Work instructions:
Update the records below by changing every "Segment" to "Locate" and keeping all other text the same. Leave the pictures out of your answer.

Input data:
━━━━━━━━━━━━━━━━
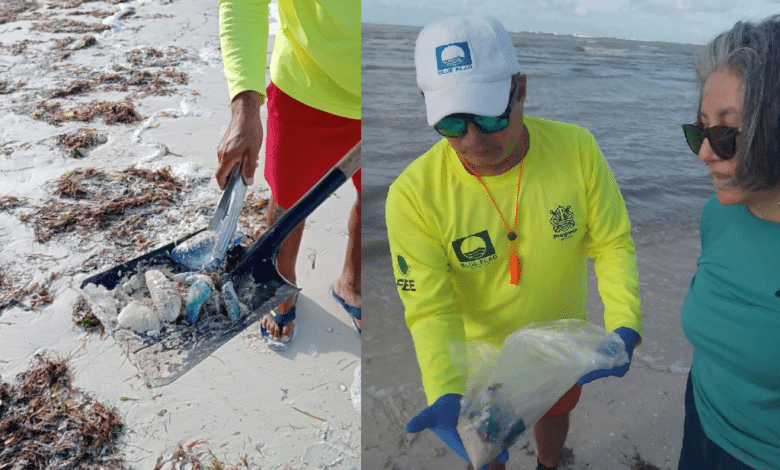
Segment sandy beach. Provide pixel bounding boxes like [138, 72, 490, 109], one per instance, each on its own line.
[0, 0, 361, 470]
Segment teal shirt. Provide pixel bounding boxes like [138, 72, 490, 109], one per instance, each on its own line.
[682, 197, 780, 470]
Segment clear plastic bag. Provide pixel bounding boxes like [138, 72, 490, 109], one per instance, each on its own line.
[450, 320, 628, 468]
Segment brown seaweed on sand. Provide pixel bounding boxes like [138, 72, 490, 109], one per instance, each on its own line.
[0, 354, 127, 470]
[0, 0, 41, 24]
[57, 129, 105, 158]
[30, 18, 111, 34]
[32, 101, 143, 124]
[22, 167, 183, 243]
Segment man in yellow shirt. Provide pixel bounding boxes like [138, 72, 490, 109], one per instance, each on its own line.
[386, 17, 642, 470]
[216, 0, 361, 349]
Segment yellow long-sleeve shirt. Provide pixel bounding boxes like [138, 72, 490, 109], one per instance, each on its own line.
[219, 0, 360, 119]
[386, 116, 642, 404]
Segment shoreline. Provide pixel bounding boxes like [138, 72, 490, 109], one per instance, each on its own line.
[0, 0, 361, 470]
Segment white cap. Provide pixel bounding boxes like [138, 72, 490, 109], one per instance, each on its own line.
[414, 16, 520, 126]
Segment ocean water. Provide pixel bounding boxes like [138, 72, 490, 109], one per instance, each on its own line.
[362, 24, 714, 387]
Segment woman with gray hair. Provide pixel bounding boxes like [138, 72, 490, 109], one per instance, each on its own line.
[678, 15, 780, 470]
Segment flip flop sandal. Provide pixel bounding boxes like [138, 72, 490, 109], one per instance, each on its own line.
[260, 295, 298, 351]
[330, 287, 362, 335]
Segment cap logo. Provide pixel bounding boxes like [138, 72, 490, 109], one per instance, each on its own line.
[436, 42, 473, 75]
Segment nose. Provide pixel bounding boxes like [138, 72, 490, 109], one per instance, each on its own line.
[460, 121, 487, 148]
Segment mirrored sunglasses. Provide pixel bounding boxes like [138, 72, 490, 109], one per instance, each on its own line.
[682, 123, 742, 160]
[433, 84, 517, 137]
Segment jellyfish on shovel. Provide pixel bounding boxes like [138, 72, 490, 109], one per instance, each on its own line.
[171, 164, 246, 325]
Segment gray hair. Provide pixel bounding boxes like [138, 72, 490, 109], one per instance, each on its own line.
[696, 15, 780, 190]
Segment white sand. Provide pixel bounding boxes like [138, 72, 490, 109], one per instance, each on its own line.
[0, 0, 361, 469]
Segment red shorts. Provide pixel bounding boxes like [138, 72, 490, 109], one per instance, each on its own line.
[265, 83, 360, 209]
[545, 384, 582, 416]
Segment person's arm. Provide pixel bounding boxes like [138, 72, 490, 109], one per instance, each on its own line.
[215, 0, 268, 189]
[385, 175, 466, 405]
[385, 174, 509, 470]
[585, 135, 642, 338]
[219, 0, 270, 102]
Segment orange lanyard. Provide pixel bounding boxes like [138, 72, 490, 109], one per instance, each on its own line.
[461, 133, 526, 286]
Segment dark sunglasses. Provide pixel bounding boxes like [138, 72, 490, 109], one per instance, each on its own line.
[683, 123, 742, 160]
[433, 84, 518, 137]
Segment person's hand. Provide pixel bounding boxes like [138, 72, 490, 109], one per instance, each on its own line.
[215, 91, 263, 189]
[577, 326, 639, 386]
[406, 393, 509, 470]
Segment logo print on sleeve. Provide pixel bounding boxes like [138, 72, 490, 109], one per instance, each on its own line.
[395, 255, 417, 292]
[550, 205, 577, 240]
[436, 42, 473, 75]
[452, 230, 498, 269]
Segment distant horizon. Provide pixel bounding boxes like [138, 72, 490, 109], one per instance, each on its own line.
[361, 20, 703, 46]
[361, 0, 780, 45]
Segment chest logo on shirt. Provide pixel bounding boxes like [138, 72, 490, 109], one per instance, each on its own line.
[550, 205, 577, 240]
[452, 230, 498, 269]
[436, 42, 473, 75]
[395, 255, 417, 292]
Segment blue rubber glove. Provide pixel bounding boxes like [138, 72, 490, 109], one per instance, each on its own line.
[406, 393, 509, 470]
[577, 326, 639, 386]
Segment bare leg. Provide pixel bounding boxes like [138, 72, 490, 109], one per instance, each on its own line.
[333, 193, 361, 326]
[262, 198, 305, 339]
[534, 413, 569, 468]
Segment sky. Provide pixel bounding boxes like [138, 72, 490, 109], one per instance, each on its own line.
[361, 0, 780, 44]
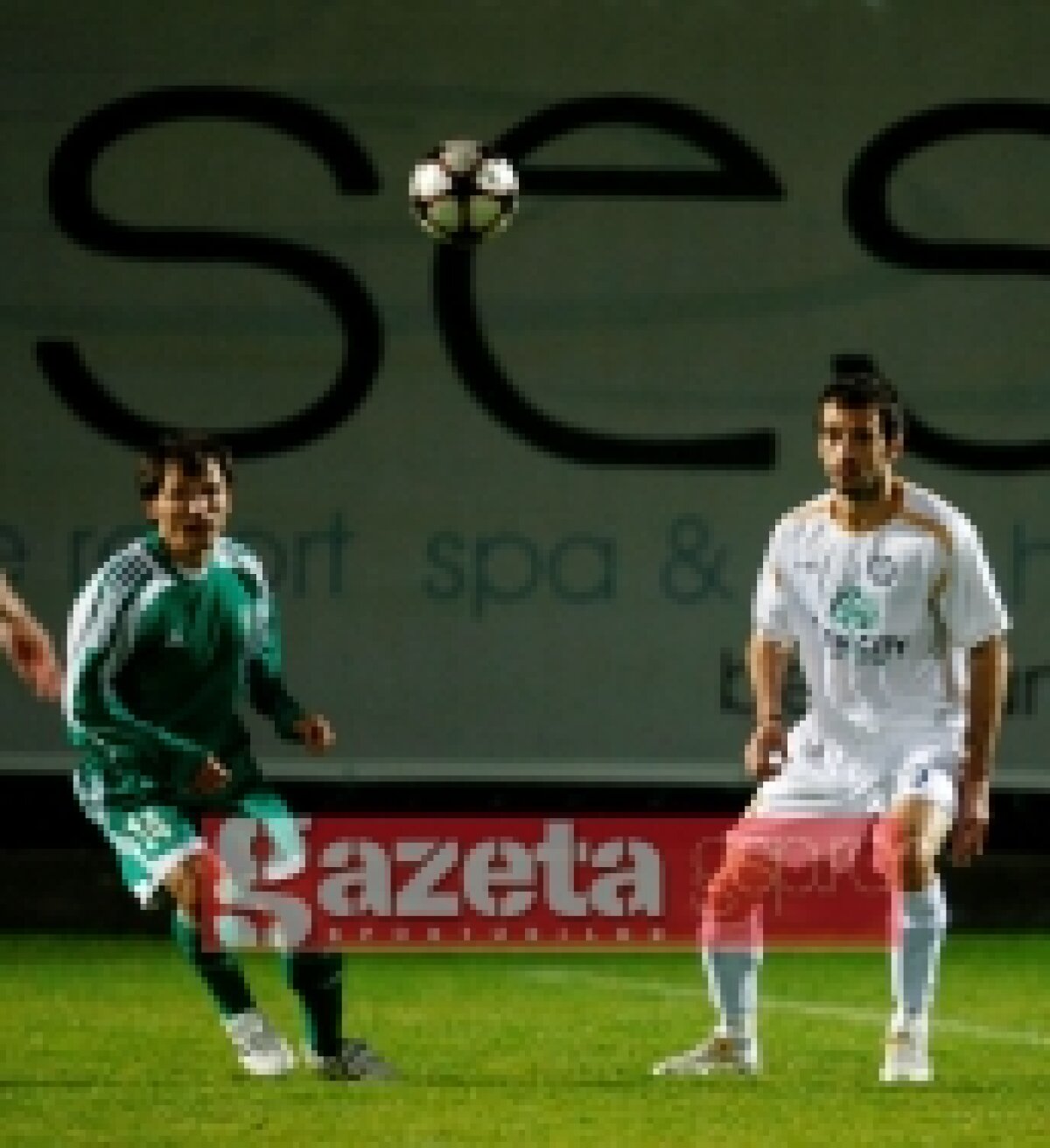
━━━━━━━━━━━━━━━━
Result of this task:
Locate sandy beach. Provide pixel bounding boxes like [138, 72, 490, 109], one per instance, each on its own line.
[0, 0, 361, 470]
Locate teal shirt. Provide pixel bounding boxes like [138, 72, 490, 109], one per instance, each on its own line.
[682, 197, 780, 470]
Locate clear plastic bag. Provide pixel bounding boxes like [138, 72, 490, 109], one per instance, each on its own line.
[450, 320, 628, 468]
Locate brown seaweed on sand. Provide pixel bounding boxes like [138, 72, 490, 109], one per instance, each on its own line.
[0, 354, 127, 470]
[0, 0, 41, 24]
[57, 129, 105, 158]
[30, 18, 111, 34]
[32, 101, 143, 124]
[22, 167, 183, 243]
Locate man in yellow shirt. Provide pixel bounding boxes like [138, 72, 490, 109], one per instance, each on its own line.
[386, 17, 642, 470]
[216, 0, 361, 349]
Locate yellow long-sleeve shirt. Provide pixel bounding boxes like [138, 72, 490, 109], one per instance, each on its own line.
[219, 0, 360, 119]
[386, 116, 642, 404]
Locate shoreline. Provide pixel bounding boxes like [138, 72, 490, 109], one per instance, each on its own line.
[0, 0, 361, 470]
Locate white cap. Provide pixel bounding boxes like [138, 72, 490, 109], one per instance, each on its own line.
[414, 16, 520, 126]
Locate ocean water. Provide pixel bounding boxes like [138, 72, 490, 109], one per instance, each on its own line.
[362, 24, 714, 387]
Locate woman with gray hair. Provide pixel bounding boxes like [138, 72, 490, 109], one per instance, each on its own line.
[678, 15, 780, 470]
Locate flip flop sandal. Provide pixel bounding boxes like [138, 72, 490, 109], one per instance, each on its own line.
[260, 295, 298, 351]
[330, 287, 362, 335]
Locate cap logo. Provide pixel bounding boxes like [138, 72, 490, 109], one per instance, each on its own line.
[436, 42, 473, 75]
Locate nose. Provide pixel bounding boxes like [138, 72, 490, 109], one per instance, each on its own line.
[460, 121, 487, 148]
Locate mirrored sunglasses. Provide pixel bounding boxes like [138, 72, 490, 109], one per instance, each on its own line.
[682, 123, 742, 160]
[433, 84, 517, 137]
Locate jellyfish on shovel. Provide pixel bounding boxes like [138, 72, 490, 109], one per instance, each on its own line.
[171, 164, 246, 325]
Locate gray hair. Provide pixel bounding boxes like [138, 72, 490, 109], one per instance, each on its own line.
[696, 15, 780, 190]
Locate white sand. Provide pixel bounding boxes like [138, 72, 490, 109], one per instance, each on its own line.
[0, 0, 361, 469]
Locate red shorts. Provide pixel bounding boxes like [138, 72, 490, 109], one per instance, each on its own line.
[265, 83, 360, 209]
[545, 384, 582, 416]
Locate person's arm. Provide pixel bounding boxes like [138, 72, 490, 109], one per instance, each on its own line.
[215, 0, 268, 189]
[385, 175, 466, 405]
[385, 174, 509, 470]
[585, 135, 642, 338]
[219, 0, 270, 102]
Locate orange lanyard. Provide pixel bounding boxes like [138, 72, 490, 109], one per instance, each on its own line.
[461, 133, 526, 286]
Locate dark sunglasses. Provide pixel bounding boxes like [138, 72, 490, 109], one per instance, each on its own line.
[683, 123, 742, 160]
[433, 84, 518, 137]
Locate person's hand. Provide pixel bounding boxes like [138, 72, 490, 109], one per instance, each on its own line.
[215, 91, 263, 189]
[577, 326, 639, 386]
[406, 393, 509, 470]
Locate logo print on sleeve. Provide pixel bounding boxes like [138, 72, 490, 109], one per instance, each on its own line.
[395, 255, 417, 292]
[550, 205, 577, 240]
[436, 42, 473, 75]
[452, 230, 498, 269]
Locate distant horizon. Provide pixel bounding boxes like [138, 72, 490, 109], one per instance, each on its own line.
[361, 20, 703, 46]
[361, 0, 780, 45]
Locate chest logo on shirt. Provide pixel bounding boxes like [138, 72, 490, 109], one per instance, each on its own line.
[550, 205, 577, 240]
[452, 230, 498, 269]
[436, 42, 473, 75]
[395, 255, 417, 292]
Locate blue rubber glove. Provide pixel bounding boxes like [138, 72, 490, 109], one per instance, each on its own line.
[406, 393, 509, 470]
[577, 326, 639, 386]
Locate bare leg. Provide pixel bounding boxes like [138, 72, 490, 109], one per instance, each on its own line.
[333, 193, 361, 326]
[262, 198, 305, 339]
[534, 413, 569, 468]
Locate sky. Provide pixel bounding boxes like [138, 72, 490, 109], one per instance, each on its own line.
[361, 0, 780, 44]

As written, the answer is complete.